## Exercise 1
In the reading list, how does the writer describe Catcher in the Rye?

Complete Works of Shakespeare - nope, as I have already confessed. Read Macbeth and Romeo and Juliet at school, and read The Tempest to see if I liked it, but really would rather see plays performed.
x Rebecca - Daphne Du Maurier
x The Hobbit - JRR Tolkien
x Birdsong - Sebastian Faulk
x Catcher in the Rye - JD Salinger (hated it!)
x The Time Traveller’s Wife - Audrey Niffenegger
x Middlemarch - George Eliot
Gone With The Wind - Margaret Mitchell (really? Is this a great book?)
The Great Gatsby - F Scott Fitzgerald - on one of my piles!
x Bleak House - Charles Dickens
x War and Peace - Leo Tolstoy (more than one but miss out the last chapter or two)
x The Hitch Hiker’s Guide to the Galaxy - Douglas Adams
Brideshead Revisited - Evelyn Waugh
x Crime and Punishment - Fyodor Dostoyevsky
Grapes of Wrath - John Steinbeck
x Alice in Wonderland - Lewis Carroll
x The Wind in the Willows - Kenneth Grahame
x Anna Karenina - Leo Tolstoy
x David Copperfield - Charles Dickens
x Chronicles of Narnia - CS Lewis
x Emma - Jane Austen
x Persuasion - Jane Austen
x The Lion, The Witch and The Wardrobe (Isn't that part of the Chronicles above?)

## Exercise 2
In the records, start at the line that has "[outline] frozen snow crust, per instance" and stop after the line that has "[[[2,76],[111,77],[119,74],[116,28],[2,28]]]". Write those lines out again, swapping "snow covered field" for "snowfield" and keeping everything else the same.

## Dataset content
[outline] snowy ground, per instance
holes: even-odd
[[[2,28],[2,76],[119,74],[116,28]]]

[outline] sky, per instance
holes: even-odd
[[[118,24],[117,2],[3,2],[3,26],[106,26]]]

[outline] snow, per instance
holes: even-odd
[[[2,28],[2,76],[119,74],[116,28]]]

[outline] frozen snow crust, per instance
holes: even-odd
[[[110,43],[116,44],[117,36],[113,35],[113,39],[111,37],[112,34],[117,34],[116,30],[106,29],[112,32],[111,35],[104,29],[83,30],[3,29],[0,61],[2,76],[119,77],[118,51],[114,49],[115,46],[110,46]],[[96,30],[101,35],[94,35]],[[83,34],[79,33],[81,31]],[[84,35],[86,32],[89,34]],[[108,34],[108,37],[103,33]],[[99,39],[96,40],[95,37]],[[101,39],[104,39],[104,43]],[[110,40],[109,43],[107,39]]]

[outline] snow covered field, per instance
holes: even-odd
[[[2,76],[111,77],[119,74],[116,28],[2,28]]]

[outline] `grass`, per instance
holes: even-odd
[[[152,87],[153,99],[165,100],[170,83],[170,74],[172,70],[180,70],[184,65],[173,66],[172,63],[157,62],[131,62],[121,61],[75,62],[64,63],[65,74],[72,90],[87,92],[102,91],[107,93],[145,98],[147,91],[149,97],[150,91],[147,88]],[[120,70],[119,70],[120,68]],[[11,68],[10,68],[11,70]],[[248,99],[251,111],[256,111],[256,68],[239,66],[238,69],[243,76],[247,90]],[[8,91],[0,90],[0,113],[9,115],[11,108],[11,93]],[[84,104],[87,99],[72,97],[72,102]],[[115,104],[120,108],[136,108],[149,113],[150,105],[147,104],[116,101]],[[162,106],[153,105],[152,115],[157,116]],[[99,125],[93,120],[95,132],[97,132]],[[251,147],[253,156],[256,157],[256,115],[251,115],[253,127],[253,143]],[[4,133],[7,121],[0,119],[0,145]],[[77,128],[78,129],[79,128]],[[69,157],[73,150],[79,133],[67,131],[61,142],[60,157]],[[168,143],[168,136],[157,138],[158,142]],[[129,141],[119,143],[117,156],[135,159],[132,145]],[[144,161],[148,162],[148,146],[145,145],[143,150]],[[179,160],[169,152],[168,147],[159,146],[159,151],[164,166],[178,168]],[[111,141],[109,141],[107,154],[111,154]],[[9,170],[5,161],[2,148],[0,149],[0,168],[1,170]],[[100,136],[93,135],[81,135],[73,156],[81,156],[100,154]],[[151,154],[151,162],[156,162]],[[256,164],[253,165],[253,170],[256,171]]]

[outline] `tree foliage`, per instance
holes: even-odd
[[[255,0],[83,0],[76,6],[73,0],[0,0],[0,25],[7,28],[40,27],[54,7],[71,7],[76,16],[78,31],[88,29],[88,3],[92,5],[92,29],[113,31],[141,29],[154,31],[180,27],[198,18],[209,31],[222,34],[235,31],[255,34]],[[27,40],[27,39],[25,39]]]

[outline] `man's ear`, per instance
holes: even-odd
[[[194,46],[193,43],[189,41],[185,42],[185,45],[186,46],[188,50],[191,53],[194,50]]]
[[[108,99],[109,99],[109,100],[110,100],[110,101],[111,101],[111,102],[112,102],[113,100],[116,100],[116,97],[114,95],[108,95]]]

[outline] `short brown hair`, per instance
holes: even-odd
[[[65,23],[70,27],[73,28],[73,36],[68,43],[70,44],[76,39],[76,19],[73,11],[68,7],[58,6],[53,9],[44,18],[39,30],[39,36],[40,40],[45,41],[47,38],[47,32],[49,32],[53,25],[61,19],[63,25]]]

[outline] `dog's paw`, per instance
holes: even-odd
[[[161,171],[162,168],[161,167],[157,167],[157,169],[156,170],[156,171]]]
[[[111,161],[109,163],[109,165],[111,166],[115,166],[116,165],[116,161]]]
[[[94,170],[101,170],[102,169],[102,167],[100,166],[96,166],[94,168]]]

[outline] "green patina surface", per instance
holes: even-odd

## Final answer 1
The writer hated it.

## Final answer 2
[outline] frozen snow crust, per instance
holes: even-odd
[[[110,43],[116,44],[117,36],[113,35],[113,39],[111,37],[112,34],[117,34],[116,30],[106,29],[112,32],[111,35],[104,29],[83,30],[3,29],[0,61],[2,76],[119,77],[118,51],[114,49],[115,46],[110,46]],[[96,30],[101,35],[94,35]],[[83,34],[79,33],[81,31]],[[84,35],[86,32],[89,34]],[[108,34],[108,37],[103,33]],[[99,39],[96,40],[95,37]],[[101,39],[104,39],[104,43]],[[110,40],[109,43],[107,39]]]

[outline] snowfield, per instance
holes: even-odd
[[[2,76],[111,77],[119,74],[116,28],[2,28]]]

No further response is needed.